## EXERCISE PASSAGE:

####################

Click here to return to the main site.
Audio Drama Review
The Doctor thought he had defeated the microscopic Nucleus of the Swarm during his fourth incarnation. He was wrong. It survived within the TARDIS, and now it has taken the time machine back to Titan Base, back to the point of its own creation. It has a plan that spans centuries, a plan which will result in the Nucleus becoming more powerful – and larger – than ever before. To defeat it, the Doctor, Ace and Hector must confront the Nucleus within its new domain – the computer-world of the Hypernet, the information network crucial to the survival of the human empire. But if the Doctor is to save the day, he has to risk everything and everyone he holds dear...
What better enemy for Big Finish to resurrect than The Invisible Enemy? After all, on audio all enemies are invisible!
Seriously, though… that 1977 Tom Baker serial is not one of the most highly regarded Doctor Who stories, not by a long chalk, but it has a special place in my heart as one of my earliest memories of the series. Sure, it is silly to look upon now, with its clumsy editing, shoddy special effects, Strainj Fonetik Notiss Bordz and prawn-like monster, but for the seven-year-old me it was a thrilling experience. I vividly recall the silvery fronds that denote infection by the Swarm, though at the time I did not understand how the Doctor could be inside his own head.
Writer Jonathan Morris wastes no time bringing back the Swarm and explaining how it managed to survive the explosion at the end of its previous story. There is no phoney end of Part One ‘surprise’ reveal of the baddie’s presence or identity. This has, of course, already been divulged on the front cover, in the title and the cover illustration. However, the writer has an additional reason to get on with it, for this four-part story is really a couple of linked two-parters.
The first disc is a prequel of sorts. Though years have passed for the Doctor and the Swarm aboard the TARDIS, the setting for this part of the adventure is 4920 – eighty years before The Invisible Enemy. The reuse of so many elements from that previous serial, including Titan Base, the Bi-Al Foundation (which at one point is pronounced as “Bile Foundation” – ew!) and Professor Oksana Kilbracken (Phyllida Nash), does smack of rehash, but there is some intrigue in the discovery of how the Swarm came into being, the threat posed to Ace (Sophie Aldred) by a more conventional kind of infection, and the Doctor’s (Sylvester McCoy) use of hypnosis. Along the way, there are some sly digs at the aforementioned phonetic spellings – the Doctor blames text-speak!
The second disc is a sequel, set in the 52nd century, by which time the site of the Bi-Al Foundation is a Hypernet (interstellar internet) relay station. Now the Swarm has mutated into a computer virus, so instead of doing a Fantastic Voyage in order to tackle it, the Doctor and his companions have to go all Tron. If this sounds like a radical new departure, it isn’t really. Within the Doctor Who universe, people entering cyberspace as avatars is an older idea than the Swarm, first appearing in 1976’s The Deadly Assassin.

####################

## ACTIVITY LIST:
1. List the faults the audio drama review says make the 1977 Tom Baker serial silly to look upon now.
2. According to the audio drama review, in which story did people entering cyberspace as avatars first appear in the Doctor Who universe?

[Region pointing data]
####################

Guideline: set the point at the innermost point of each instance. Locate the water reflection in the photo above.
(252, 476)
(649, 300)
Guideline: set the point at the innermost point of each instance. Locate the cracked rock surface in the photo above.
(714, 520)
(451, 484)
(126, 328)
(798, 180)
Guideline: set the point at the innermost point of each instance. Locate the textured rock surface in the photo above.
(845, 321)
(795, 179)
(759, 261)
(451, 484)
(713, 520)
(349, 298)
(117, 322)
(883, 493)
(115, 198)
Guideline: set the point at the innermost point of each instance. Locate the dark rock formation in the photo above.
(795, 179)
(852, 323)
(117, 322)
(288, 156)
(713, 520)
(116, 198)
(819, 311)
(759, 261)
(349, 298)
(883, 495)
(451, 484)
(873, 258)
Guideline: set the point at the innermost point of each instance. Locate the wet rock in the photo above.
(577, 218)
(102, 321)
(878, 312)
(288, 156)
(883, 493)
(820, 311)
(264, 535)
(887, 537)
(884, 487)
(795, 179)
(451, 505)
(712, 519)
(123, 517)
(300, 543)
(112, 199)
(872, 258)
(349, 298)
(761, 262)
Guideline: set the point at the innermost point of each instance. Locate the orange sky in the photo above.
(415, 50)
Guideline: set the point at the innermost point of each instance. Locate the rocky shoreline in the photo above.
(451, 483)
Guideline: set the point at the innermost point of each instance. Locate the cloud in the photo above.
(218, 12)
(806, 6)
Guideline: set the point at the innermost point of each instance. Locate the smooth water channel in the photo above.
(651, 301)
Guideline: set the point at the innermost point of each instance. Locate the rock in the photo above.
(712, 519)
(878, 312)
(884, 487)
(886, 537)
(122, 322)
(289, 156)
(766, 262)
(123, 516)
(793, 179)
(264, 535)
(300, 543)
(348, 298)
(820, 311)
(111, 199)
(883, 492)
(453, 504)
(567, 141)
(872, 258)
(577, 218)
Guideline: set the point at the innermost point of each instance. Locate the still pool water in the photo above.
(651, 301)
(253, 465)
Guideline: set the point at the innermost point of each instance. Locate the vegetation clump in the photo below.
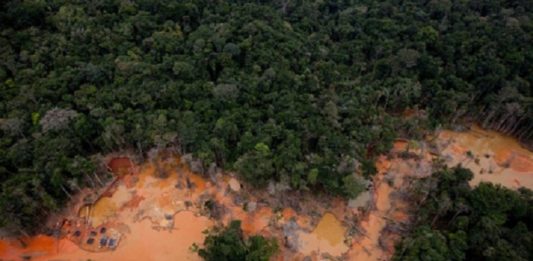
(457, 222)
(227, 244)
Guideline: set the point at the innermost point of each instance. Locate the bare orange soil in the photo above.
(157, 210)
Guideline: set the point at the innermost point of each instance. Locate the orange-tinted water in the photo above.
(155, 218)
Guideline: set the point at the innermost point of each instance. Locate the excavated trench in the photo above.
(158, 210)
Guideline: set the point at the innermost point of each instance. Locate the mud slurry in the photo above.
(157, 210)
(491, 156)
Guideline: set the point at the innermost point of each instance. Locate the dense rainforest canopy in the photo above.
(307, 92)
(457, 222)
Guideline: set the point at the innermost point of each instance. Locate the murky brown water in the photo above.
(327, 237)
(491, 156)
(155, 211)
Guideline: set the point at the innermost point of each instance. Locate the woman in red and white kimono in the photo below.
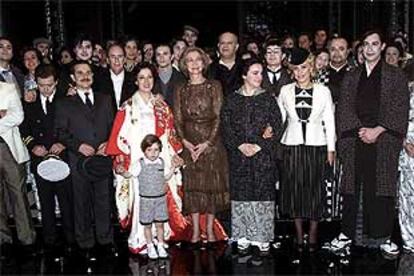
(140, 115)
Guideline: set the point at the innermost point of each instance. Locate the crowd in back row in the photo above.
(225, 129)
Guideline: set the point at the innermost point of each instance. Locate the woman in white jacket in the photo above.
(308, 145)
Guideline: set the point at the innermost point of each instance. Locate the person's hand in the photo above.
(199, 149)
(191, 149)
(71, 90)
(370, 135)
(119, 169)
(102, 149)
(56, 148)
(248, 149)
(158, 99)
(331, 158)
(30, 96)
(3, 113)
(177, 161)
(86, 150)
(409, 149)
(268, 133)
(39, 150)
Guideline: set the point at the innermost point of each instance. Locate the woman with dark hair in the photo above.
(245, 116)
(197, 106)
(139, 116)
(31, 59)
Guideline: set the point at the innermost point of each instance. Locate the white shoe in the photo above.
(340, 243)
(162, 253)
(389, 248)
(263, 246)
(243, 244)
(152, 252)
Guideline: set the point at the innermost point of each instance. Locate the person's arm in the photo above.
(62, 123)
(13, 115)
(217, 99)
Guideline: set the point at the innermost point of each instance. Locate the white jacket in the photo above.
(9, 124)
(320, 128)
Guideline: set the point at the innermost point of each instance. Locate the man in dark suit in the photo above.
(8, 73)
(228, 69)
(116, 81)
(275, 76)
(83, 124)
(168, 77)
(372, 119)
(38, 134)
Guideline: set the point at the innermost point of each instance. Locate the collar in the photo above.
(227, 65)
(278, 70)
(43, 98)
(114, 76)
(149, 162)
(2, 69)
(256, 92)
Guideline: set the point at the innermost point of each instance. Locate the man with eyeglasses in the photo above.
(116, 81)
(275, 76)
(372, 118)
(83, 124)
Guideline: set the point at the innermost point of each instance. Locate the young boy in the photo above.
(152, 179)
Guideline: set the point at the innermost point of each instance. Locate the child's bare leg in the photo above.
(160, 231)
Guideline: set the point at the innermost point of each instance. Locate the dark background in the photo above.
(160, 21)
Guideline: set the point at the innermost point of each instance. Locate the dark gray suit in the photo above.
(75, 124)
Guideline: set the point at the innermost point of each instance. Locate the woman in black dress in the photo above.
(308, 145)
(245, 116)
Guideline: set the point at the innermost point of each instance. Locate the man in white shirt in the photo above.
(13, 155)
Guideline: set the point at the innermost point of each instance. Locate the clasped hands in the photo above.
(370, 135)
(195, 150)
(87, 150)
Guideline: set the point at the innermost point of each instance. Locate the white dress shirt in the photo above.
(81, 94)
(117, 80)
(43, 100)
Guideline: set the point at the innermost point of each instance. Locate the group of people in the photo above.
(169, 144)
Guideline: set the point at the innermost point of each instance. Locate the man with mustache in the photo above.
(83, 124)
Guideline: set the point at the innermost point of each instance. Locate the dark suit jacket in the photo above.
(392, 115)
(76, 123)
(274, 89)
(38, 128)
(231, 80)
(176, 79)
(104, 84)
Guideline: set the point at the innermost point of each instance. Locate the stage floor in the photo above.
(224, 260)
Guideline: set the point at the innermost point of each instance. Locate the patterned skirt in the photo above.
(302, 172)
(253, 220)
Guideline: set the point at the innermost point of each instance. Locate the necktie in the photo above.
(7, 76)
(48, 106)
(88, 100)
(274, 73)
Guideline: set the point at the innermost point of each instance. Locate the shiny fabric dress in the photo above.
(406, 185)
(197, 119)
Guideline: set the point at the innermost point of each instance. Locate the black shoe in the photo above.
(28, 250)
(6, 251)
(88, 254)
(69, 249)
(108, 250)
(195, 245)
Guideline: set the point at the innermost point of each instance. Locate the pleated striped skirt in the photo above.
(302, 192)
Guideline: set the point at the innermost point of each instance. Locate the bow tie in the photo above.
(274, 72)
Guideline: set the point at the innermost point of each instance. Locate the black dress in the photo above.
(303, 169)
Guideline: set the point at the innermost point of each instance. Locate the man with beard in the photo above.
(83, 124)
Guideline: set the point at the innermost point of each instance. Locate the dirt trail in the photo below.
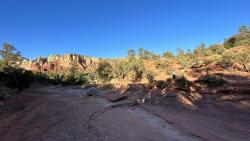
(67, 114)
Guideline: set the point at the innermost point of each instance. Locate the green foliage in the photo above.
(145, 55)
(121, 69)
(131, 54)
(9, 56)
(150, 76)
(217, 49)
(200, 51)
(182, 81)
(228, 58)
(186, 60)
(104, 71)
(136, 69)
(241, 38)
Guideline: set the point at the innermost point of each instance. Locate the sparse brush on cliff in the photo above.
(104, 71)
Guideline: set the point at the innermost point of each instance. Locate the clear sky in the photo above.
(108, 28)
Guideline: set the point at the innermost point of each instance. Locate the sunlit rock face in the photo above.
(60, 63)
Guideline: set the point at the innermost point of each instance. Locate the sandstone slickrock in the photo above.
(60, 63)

####################

## ANSWERS BY TASK:
1.
- Clumsy editing
- Shoddy special effects
- Strainj Fonetik Notiss Bordz
- Prawn-like monster

2. The Deadly Assassin, from 1976.